Start of Records for this task

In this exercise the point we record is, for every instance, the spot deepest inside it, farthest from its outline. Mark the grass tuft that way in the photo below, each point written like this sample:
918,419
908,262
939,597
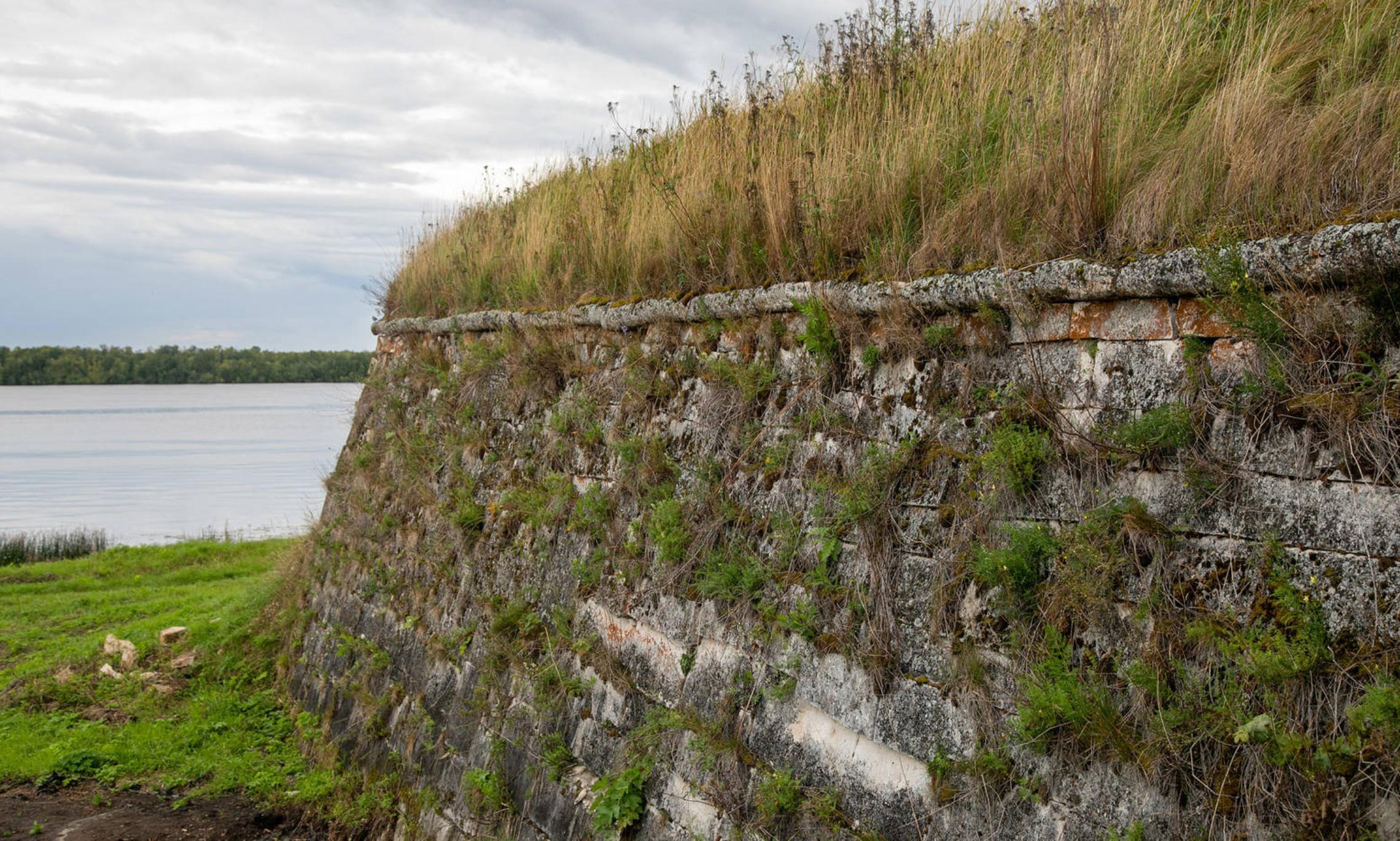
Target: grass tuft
906,144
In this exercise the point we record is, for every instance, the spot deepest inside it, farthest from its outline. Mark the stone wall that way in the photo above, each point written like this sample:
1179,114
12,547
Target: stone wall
1010,554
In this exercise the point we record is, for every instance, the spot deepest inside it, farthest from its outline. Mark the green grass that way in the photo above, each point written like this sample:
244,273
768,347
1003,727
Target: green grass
226,728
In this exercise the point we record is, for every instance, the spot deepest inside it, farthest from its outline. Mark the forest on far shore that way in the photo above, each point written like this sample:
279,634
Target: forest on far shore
171,364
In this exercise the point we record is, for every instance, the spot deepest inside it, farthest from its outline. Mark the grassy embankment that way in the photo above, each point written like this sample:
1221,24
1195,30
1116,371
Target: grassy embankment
226,728
911,146
23,548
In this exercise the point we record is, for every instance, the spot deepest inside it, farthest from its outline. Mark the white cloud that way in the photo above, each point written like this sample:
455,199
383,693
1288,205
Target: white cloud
166,164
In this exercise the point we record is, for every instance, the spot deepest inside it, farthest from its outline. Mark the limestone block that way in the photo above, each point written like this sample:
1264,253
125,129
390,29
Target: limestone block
1048,322
1196,317
1122,321
1136,376
121,647
173,634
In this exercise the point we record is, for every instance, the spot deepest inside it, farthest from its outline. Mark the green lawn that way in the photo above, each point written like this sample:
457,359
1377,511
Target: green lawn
224,728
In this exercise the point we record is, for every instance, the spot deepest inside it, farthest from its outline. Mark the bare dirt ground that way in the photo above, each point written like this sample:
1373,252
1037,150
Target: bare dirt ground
93,813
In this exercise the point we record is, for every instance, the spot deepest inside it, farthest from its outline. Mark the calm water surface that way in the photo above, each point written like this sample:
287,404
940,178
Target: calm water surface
153,463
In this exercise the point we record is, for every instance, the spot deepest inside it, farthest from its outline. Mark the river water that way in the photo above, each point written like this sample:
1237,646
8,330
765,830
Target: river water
153,463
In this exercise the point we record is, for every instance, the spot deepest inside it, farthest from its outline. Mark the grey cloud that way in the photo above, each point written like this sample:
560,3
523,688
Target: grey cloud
202,168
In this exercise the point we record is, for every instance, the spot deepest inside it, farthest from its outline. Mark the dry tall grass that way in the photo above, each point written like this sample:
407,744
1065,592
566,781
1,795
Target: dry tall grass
911,146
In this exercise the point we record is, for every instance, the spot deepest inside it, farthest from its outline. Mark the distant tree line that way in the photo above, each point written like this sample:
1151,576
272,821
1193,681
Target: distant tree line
171,364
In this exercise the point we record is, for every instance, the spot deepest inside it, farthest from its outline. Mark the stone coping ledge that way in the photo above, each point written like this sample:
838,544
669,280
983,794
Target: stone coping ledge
1332,255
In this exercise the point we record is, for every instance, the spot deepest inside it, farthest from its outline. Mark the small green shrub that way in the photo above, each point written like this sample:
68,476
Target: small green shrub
818,336
733,574
804,620
1021,566
871,483
462,510
668,532
558,758
1239,298
1017,455
619,799
870,356
486,791
1157,433
1133,833
593,513
752,379
588,572
74,767
777,794
941,766
943,339
1063,702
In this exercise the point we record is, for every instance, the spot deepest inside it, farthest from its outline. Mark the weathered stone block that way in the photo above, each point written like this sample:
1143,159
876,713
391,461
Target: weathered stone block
1122,321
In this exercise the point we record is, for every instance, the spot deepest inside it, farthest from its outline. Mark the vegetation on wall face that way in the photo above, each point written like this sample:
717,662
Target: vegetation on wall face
772,484
909,144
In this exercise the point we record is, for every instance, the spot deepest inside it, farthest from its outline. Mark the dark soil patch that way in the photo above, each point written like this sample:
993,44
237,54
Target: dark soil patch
88,812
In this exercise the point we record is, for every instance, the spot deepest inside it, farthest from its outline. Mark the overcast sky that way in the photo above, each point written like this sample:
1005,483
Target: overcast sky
203,172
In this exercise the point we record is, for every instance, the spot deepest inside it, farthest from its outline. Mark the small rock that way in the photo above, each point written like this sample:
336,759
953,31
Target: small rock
123,647
173,634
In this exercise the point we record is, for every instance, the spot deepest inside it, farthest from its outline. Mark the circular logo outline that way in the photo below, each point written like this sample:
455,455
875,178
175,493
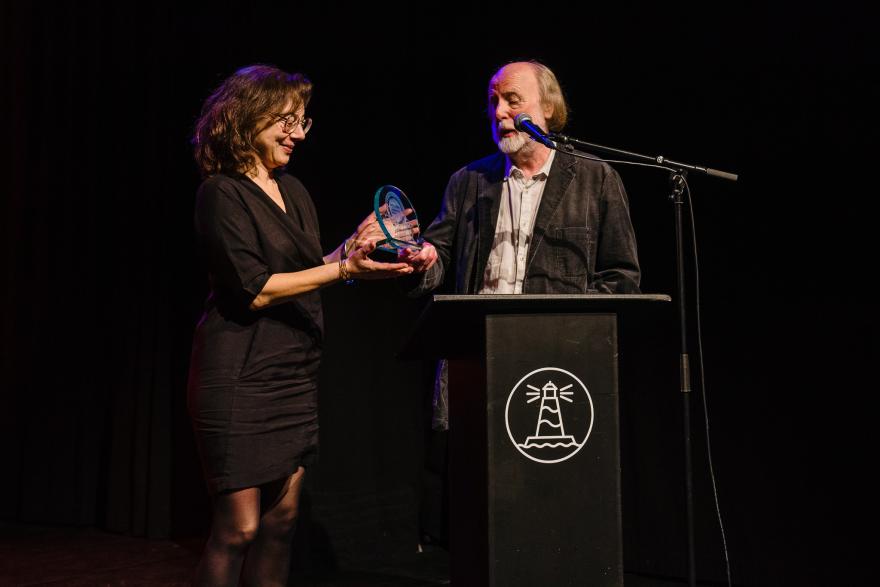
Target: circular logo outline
507,419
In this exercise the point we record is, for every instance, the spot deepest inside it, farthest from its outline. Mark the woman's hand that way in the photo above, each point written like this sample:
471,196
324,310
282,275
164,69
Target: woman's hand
419,259
360,266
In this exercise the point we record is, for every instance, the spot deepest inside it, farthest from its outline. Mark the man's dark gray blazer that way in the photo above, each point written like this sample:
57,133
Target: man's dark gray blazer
582,242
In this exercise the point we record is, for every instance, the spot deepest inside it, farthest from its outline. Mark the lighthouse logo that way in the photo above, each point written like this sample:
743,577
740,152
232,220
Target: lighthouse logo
549,415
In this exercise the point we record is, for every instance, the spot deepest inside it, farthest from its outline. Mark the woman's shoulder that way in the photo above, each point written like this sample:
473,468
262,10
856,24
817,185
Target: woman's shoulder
220,183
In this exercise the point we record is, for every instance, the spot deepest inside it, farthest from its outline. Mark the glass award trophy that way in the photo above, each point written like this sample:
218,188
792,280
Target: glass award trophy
397,219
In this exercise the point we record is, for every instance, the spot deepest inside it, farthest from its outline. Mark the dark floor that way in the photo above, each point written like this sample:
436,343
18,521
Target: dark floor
76,557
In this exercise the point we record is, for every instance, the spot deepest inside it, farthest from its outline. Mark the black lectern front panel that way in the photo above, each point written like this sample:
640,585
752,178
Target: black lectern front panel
553,470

End of Records for this task

_What to do_: Copy the records above exactly. The pictures are not part of the copy.

_Output below_:
In this exercise the point we record is, for every instance, the spot deepest inside it, farthest from its outline. Mark the grass tuft that way in the photo below, each point written like this sample:
918,419
908,262
939,597
Target: grass tuft
906,144
In this exercise the point we record is, for every instance, the spot deepest inside it, farthest from its outline. Mark the stone wall that way in the photo above, each point written like this sample:
1179,114
12,547
Target: stone wall
1010,554
In this exercise the point we record is, for every instance, the spot deepest inside it, farthest from its outline. Mark the green grass that way in the photo above, each point written like this sample:
244,273
768,347
1003,727
Target: green grass
226,728
In this exercise the point we record is, for every instance, the spot deepest inside it, farthest from its outline. Mark the forest on far shore that way in the photo above, each point written like this sample:
279,634
Target: forest on far shore
171,364
In this exercise the point we record is, for every instance, the spot deepest inside it, farthest from its outline. Mark the grassy embankment that way in the photo above, each point written like this sample:
1221,24
1195,30
1116,371
Target: grassy embankment
226,728
911,146
23,548
In this exercise the point we record is, for every instance, the spot deepest inside it, farthest from its outline. Mark the white cloud that way in the photo above, each point written like this sample:
455,199
383,693
1288,205
Target: white cloud
166,164
In this exercise the point we record is, for every instance, the spot deepest inside it, farthest from its outline. Mark the limestone block that way in the photo above, each point written like this sample:
1264,253
125,129
390,29
Target: limestone block
1048,322
1196,317
1122,321
1136,376
121,647
173,634
In this exercise the point we record is, for every instance, the spot deepest inside it, farthest from its outline. Mark the green lawn that way in the photo above, each point written like this sample:
457,359
1377,511
Target: green lawn
224,728
In this exercise the point we record is, for every instance, the spot deepest inside it, farthest from its outline. Mark the bare dirt ground that way in the photo above, each point written like this sample:
1373,252
1037,150
Target: bare dirt ground
93,813
In this exercise the point we record is, for every instance, the spot deepest inside it, farthest from its outline. Mark the calm water surface that way in the photo above, each point written like this sample:
287,404
940,178
Target: calm water surface
153,463
In this exercise the point we record is, for every instance, the spot deepest inside it, farthest from its outline. Mark the river water that way in the photo above, each point written like this sample:
1237,646
8,330
765,830
Target: river water
153,463
In this exercise the point we record is, for every instance, the spot deepest inside it, farthest from its outline. Mark the grey cloud that way in the photo above, each point written like this sample:
560,3
523,688
Target: grey cloud
202,168
In this exercise the point we record is, for every instance, the spot deepest inside it, farthest from its outline. Mark the dry tall grass that way in the photo above, each point written like this sample:
407,744
1065,592
566,781
1,795
Target: dry tall grass
911,146
In this exercise the point we record is, for every instance, the spot deepest inside it, farthest from its outline. Mark the distant tree line that way in the photo above, each point written like this sample:
1151,576
272,821
1193,681
Target: distant tree line
171,364
In this exercise the point we record is, for every instance, the spot deepest inside it, farthest from its outline. Mark the stone coping ledge that way in the photo above, each point written like this sample:
838,544
669,280
983,794
Target: stone coping ledge
1332,255
In this exercise the point we record is, for every instance, the spot deepest inside it, farthest from its outline. Mark the small green shrub that way in the photo above, each point written like this sample:
68,476
Target: small green shrub
818,336
733,574
804,620
1021,566
871,483
462,510
668,532
558,758
1239,298
1017,455
619,799
870,356
486,791
1157,433
1133,833
593,513
752,379
588,572
74,767
777,794
941,766
943,339
1063,702
In this exercise the point we record is, for every instance, the spot deepest inside it, farthest from its outline. Mark the weathered stone block that way in the photo above, each point written like this sample:
1143,159
876,713
391,461
Target: weathered stone block
1122,321
In this exercise the point we record is, for every instance, the spot deepest inside it, farthest from its outline. Mark the vegetation on wall face that way in the photo above, each point written like this sample:
717,662
Target: vegetation on wall face
772,484
909,144
In this exercise the point we record is, for every instance, the spot deepest inside it, farthest from its outline. Mark the dark soil patch that way in the photo above, each point written like this sample:
993,44
237,54
Target: dark soil patch
88,812
In this exercise the point we record is, for every instance, the spot deepest inside it, farthest from its outline. Mark the overcast sky that way in the photo above, each point written like this sample:
1005,483
Target: overcast sky
203,172
In this exercise the point we record is, for every instance, the spot deepest inside it, farthest from its outline. Mark the small rock that way in the photo above, each point written like this sample:
336,759
953,31
Target: small rock
123,647
173,634
In this exercise the point we record is, for every instance, the spot deepest inside it, farthest from its outline. Mark the circular logo outline that way in the photo below, each point written like this sample:
455,455
875,178
175,493
Target: circular logo outline
507,419
In this exercise the point we record is, for every instance, the spot deepest inside it, farthest from its outline. Mark the woman's hand that way in the photo above, each point written like this sample:
471,196
324,310
282,275
164,69
Target: woman's hand
419,259
360,266
In this exercise the point we record is, for every instance, the spot deepest inside it, farthest from its outline. Mark the man's dark gray blazer that way in the photo above, each point written like this sample:
57,133
Target: man's dark gray blazer
582,242
In this exercise the point we record is, for every instance, the spot deepest inside it, farthest from its outline. Mark the lighthouse logo that way in the photo above, each point written like this sample:
743,577
740,152
232,220
Target: lighthouse logo
549,415
In this exercise the point we record is, for every instance, the spot deepest inside it, farthest from its outline. Mark the woman's shoulder that way in the photo above, each point written like this sample:
473,468
262,10
856,24
817,185
Target: woman's shoulder
220,183
In this exercise the point we record is, for every instance, the spot deepest inside it, farthest from its outline. Mark the glass award trophy that way in the photo above, each point written like this sample:
218,188
792,280
Target: glass award trophy
397,219
In this exercise the point we record is, for every instance, the spot deepest inside it, farthest from its outline. Mark the dark floor that way in the photo above, each point written like this sample:
436,343
18,521
Target: dark floor
76,557
In this exercise the point we record is, for every instance, the spot deepest inside it, farthest from its outline. Mark the black lectern front panel that way in the photo above, each point written like this sample:
640,585
752,178
Target: black lectern front panel
553,470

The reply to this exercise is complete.